=== Tâches à réaliser ===
#1 Recopiez fidèlement le passage du texte sur l'athéisme qui commence par « Et se vouloir » et se poursuit jusqu'à « remue en soi. ».
#2 Pour chacune des affirmations suivantes, indiquez par oui ou par non si elle concorde avec le texte sur l'athéisme, en citant à l'identique les mots du texte qui permettent de trancher.
(a) Chacun porte en lui la semence d'un sentiment religieux.
(b) La prière vers le Maître du destin est lancée chaque jour.
(c) Le « je » du texte tient à se rendre malade de sa faim de dire.
#3 Dans le texte sur l'athéisme, à quoi les hommes de misère sont-ils comparés ?

=== Texte retenu ===
-*-

Noël, l'athée et la faim

 

 Se croire athée, c'est vouloir se mutiler. Chacun porte en lui la semence d'un sentiment religieux, une sorte d'élan vers l'infini, l'au-delà, vers le Noeud qui noue toutes choses entre elles. Chacun a besoin d'accrocher sa charrue à une étoile, d'écouter aux portes du Silence de l'infini et de tenter d'entrebâiller l'inconnaissable. Et chacun, aussi, attend une mystérieuse protection pour les heures difficiles de la vie et se sent poussé, de temps à autre, à lancer une prière vers le Maître du destin un peu comme on lance une bouteille à la mer.

Comme des porteurs de flambeaux, les hommes de misère se transmettent d'âge en âge la flamme de leurs aspirations à des inconnus lointains, vers Celui qui, du haut des cieux, veille sur le destin des jours et des nuits, des vents et des marées, des combats et des sommeils.

Et se vouloir athée, c'est refuser tout droit de cité en soi-même à cette semence de foi, d'étonnement et d'espérance, un peu comme une femme qui, honteuse de porter un enfant en son sein, tenterait de comprimer son ventre par la violence. Se vouloir athée, c'est se refuser à exprimer ce qui, de toute manière, remue en soi.
 

J'ai faim de dire

Quant à moi, j'ai faim de dire ce que je ne sais pas dire. Et je ne tiens pas à me rendre malade de cette faim. Se refuser à toute pratique et à toute parole qui pourraient exprimer notre faim de Quelque chose, de Quelqu'un, c'est se condamner à un manque, à une amputation et même à une forme d'amoindrissement de soi.

-*-

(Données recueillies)
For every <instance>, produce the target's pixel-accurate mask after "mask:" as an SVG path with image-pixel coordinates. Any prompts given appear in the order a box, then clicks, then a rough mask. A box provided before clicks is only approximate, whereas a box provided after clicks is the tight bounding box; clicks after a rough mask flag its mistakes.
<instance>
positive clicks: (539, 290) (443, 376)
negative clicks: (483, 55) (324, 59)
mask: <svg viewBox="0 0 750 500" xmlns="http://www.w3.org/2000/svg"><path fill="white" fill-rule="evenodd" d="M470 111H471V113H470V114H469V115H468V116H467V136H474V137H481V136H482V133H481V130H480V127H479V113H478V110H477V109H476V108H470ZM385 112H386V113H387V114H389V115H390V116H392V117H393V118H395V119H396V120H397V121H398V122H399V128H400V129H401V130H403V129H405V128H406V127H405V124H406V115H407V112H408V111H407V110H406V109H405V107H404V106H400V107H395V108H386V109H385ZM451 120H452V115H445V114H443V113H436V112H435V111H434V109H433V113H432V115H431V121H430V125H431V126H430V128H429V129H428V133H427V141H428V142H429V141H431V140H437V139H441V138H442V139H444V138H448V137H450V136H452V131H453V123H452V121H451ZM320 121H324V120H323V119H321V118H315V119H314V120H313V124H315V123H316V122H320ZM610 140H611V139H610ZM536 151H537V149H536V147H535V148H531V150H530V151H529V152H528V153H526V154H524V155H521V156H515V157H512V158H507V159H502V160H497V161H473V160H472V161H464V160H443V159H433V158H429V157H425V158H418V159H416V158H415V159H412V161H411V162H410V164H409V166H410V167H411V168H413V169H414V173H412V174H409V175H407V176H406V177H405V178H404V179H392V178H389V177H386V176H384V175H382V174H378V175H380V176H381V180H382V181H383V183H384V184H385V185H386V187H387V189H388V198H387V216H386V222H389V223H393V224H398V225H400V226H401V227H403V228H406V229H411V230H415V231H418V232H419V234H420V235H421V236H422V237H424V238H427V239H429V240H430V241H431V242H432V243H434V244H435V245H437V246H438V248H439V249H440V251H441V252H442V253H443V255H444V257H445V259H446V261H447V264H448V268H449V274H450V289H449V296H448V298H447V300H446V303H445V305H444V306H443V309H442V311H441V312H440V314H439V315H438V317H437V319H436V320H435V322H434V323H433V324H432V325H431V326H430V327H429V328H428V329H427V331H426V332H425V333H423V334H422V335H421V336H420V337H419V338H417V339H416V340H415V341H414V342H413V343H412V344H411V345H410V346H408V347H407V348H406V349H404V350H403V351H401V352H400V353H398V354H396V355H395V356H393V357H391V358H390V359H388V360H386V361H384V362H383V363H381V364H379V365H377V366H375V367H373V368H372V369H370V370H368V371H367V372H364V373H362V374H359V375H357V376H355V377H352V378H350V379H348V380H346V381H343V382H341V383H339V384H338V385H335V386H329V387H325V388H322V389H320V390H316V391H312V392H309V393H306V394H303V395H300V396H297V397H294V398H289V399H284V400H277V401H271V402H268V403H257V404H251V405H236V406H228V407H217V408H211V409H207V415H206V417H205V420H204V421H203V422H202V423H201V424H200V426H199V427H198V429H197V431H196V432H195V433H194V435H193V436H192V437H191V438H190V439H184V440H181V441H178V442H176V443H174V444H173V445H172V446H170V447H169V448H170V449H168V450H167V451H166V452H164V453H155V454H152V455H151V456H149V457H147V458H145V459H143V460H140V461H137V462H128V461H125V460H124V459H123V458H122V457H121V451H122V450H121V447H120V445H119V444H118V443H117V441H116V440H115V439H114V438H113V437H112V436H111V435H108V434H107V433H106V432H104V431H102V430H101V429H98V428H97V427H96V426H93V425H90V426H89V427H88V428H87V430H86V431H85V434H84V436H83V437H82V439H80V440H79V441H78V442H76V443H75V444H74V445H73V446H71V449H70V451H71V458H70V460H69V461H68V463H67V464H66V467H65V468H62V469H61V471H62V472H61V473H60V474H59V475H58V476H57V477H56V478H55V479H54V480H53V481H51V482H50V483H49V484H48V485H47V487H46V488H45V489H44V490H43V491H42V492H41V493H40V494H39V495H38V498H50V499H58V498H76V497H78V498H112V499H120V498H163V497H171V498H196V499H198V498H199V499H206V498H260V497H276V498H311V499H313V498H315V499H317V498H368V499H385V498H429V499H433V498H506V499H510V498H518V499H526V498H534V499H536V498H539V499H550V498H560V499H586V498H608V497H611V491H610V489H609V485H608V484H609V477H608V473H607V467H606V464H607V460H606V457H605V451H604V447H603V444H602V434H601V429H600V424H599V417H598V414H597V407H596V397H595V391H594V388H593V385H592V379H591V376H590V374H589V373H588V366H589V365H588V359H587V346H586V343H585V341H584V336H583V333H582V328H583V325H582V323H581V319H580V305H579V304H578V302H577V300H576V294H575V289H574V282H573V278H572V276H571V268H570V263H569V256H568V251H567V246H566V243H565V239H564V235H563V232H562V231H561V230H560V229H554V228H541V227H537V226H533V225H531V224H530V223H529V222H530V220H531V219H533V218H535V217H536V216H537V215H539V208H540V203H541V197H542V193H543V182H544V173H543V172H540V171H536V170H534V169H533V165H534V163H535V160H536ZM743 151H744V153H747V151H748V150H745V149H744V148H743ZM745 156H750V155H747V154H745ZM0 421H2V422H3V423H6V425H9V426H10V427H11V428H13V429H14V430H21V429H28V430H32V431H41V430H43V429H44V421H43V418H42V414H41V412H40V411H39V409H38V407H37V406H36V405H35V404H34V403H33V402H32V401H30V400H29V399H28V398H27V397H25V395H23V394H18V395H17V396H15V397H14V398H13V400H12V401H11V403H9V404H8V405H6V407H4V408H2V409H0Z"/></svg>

-*-

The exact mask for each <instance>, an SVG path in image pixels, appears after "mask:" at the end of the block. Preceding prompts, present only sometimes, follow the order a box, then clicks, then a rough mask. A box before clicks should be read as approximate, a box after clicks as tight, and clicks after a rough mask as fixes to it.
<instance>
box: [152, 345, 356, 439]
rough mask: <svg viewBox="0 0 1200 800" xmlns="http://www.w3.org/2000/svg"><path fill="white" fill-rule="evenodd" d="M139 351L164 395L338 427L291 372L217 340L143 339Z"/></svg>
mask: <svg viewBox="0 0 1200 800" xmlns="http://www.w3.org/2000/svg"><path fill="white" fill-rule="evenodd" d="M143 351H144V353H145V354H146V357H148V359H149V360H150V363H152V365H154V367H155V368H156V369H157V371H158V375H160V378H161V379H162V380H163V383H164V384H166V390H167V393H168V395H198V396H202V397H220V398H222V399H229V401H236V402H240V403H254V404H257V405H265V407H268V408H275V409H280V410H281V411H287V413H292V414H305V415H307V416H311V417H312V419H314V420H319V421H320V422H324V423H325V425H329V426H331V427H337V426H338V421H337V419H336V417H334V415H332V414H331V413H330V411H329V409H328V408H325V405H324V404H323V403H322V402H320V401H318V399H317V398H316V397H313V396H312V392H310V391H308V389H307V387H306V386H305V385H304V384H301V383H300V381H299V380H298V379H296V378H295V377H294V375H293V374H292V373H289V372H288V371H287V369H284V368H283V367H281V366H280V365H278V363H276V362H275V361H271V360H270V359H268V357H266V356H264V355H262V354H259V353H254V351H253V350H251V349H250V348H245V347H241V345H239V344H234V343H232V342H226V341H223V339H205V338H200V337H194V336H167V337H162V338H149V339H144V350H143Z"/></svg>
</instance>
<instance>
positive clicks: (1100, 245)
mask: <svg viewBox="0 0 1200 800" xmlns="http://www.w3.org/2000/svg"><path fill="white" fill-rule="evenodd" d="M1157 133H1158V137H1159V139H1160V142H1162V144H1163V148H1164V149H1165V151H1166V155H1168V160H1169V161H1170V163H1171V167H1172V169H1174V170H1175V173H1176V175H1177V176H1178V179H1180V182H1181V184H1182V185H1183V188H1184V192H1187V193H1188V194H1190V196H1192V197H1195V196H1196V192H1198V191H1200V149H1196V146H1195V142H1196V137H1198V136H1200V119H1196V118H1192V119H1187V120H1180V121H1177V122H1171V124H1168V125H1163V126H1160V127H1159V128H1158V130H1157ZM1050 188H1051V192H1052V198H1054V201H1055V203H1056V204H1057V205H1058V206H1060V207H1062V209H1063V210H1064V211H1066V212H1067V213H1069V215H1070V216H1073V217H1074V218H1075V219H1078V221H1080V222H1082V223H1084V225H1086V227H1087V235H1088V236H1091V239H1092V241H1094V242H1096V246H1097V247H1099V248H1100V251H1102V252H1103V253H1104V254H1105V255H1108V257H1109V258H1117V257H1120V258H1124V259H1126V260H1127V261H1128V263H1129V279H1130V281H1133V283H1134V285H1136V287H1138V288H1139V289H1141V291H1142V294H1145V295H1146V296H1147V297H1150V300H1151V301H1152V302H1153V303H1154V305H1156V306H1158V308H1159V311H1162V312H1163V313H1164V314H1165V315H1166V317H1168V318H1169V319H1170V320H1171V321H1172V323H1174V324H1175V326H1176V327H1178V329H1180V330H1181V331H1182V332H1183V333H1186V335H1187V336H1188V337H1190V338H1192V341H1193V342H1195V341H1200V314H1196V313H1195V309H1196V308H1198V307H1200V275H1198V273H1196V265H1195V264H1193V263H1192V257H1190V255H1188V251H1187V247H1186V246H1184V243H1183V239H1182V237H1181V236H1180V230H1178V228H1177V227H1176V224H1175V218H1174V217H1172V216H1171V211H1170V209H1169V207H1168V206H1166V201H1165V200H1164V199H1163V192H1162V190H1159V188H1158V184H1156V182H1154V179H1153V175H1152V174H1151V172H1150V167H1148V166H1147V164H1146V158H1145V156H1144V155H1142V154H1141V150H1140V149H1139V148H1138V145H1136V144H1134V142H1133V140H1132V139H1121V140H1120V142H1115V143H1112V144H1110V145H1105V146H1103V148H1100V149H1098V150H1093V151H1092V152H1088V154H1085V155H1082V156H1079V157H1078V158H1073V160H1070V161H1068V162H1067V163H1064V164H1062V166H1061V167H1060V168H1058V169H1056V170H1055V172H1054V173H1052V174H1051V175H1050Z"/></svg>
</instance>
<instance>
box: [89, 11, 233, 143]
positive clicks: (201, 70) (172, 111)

-*-

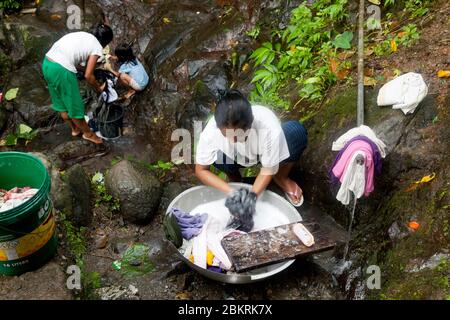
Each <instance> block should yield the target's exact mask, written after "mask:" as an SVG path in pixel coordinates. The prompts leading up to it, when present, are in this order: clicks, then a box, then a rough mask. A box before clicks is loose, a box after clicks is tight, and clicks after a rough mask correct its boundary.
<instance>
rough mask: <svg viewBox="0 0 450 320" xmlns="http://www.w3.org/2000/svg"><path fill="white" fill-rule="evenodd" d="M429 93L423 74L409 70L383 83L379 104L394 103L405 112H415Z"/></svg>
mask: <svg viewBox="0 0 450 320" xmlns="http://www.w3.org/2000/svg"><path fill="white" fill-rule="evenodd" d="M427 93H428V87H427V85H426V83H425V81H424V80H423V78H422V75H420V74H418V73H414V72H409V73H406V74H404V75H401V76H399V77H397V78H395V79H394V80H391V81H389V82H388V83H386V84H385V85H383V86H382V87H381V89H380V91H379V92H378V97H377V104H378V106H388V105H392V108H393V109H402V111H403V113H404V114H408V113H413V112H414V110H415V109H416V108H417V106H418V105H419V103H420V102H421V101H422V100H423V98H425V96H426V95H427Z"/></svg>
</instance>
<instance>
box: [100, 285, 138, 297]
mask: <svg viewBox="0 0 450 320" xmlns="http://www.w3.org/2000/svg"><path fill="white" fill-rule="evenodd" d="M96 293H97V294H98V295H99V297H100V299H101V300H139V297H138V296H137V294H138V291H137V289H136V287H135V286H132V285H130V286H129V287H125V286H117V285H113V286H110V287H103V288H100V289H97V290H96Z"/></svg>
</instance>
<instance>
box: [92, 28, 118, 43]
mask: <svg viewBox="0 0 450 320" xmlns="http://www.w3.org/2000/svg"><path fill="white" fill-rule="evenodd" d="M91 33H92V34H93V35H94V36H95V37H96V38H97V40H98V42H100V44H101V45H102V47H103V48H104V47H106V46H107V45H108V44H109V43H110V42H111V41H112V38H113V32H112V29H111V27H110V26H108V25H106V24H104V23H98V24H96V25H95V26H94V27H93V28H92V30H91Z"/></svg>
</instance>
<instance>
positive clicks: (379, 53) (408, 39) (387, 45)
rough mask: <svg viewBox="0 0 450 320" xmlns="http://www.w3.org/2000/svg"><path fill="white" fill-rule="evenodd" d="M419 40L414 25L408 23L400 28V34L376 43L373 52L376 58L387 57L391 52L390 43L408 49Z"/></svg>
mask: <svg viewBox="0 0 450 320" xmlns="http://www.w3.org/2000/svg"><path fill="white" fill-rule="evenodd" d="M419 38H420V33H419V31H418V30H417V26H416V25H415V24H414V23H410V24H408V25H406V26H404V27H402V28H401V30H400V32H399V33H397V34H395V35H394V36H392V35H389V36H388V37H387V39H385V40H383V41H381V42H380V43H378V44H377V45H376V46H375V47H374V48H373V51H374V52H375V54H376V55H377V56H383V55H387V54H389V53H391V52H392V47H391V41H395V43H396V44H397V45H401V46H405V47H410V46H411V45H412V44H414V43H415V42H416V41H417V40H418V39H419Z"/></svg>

-*-

=== Réponses par numéro ===
#1
Et se vouloir athée, c'est refuser tout droit de cité en soi-même à cette semence de foi, d'étonnement et d'espérance, un peu comme une femme qui, honteuse de porter un enfant en son sein, tenterait de comprimer son ventre par la violence. Se vouloir athée, c'est se refuser à exprimer ce qui, de toute manière, remue en soi.

#2
(a) Oui : « Chacun porte en lui la semence d'un sentiment religieux ».
(b) Non : « se sent poussé, de temps à autre, à lancer une prière vers le Maître du destin ».
(c) Non : « je ne tiens pas à me rendre malade de cette faim ».

#3 À des porteurs de flambeaux.